DATASET RECORDS –

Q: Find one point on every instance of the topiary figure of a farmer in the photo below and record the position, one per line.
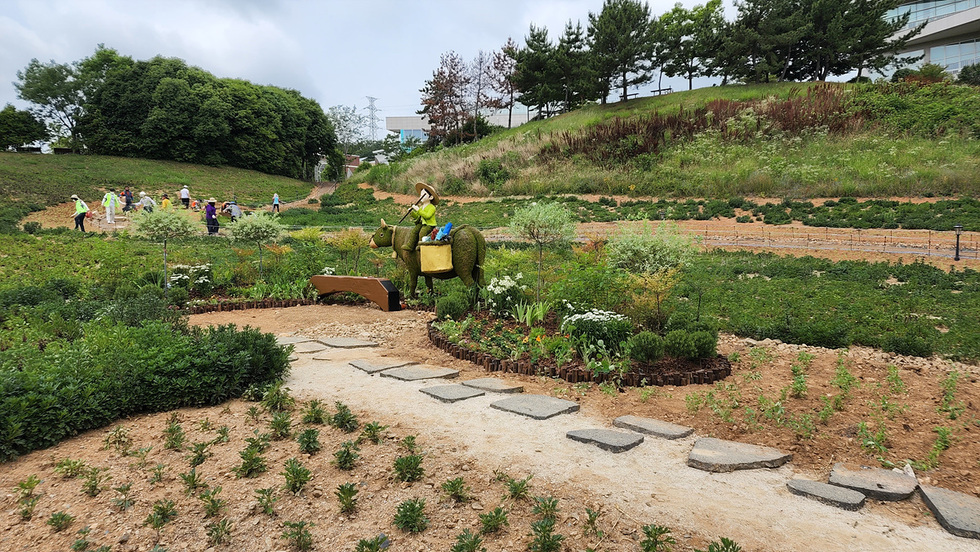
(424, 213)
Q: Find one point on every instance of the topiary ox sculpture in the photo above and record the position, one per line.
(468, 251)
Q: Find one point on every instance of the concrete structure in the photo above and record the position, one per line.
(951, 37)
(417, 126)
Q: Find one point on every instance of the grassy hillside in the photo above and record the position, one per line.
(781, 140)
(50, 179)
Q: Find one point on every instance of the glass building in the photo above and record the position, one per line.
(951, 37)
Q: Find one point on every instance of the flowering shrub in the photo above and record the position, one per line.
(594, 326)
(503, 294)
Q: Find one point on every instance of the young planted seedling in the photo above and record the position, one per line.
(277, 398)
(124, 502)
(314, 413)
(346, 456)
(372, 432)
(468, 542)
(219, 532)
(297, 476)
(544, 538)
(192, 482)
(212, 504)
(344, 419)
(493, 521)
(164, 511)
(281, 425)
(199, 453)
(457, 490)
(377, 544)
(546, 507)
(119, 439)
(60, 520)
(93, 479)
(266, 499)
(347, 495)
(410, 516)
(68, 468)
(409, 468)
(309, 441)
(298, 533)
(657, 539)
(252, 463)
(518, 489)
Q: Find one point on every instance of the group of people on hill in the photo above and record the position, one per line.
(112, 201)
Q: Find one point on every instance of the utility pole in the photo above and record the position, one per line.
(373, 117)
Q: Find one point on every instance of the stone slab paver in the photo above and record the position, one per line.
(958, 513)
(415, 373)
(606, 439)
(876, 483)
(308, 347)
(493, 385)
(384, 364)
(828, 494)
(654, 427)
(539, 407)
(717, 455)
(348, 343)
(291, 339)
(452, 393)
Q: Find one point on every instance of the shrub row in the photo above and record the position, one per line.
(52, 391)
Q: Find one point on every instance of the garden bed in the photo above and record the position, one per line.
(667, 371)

--

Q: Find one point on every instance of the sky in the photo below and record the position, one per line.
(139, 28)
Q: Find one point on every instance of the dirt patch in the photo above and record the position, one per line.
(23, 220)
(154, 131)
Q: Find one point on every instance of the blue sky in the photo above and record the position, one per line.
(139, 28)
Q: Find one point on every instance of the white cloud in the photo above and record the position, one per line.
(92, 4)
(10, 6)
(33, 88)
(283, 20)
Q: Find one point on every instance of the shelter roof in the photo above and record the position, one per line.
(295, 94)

PROBLEM TO SOLVE – State how many lines of the records above contain the string "shrub", giving only the number.

ANSWER FOR THE TASK – 2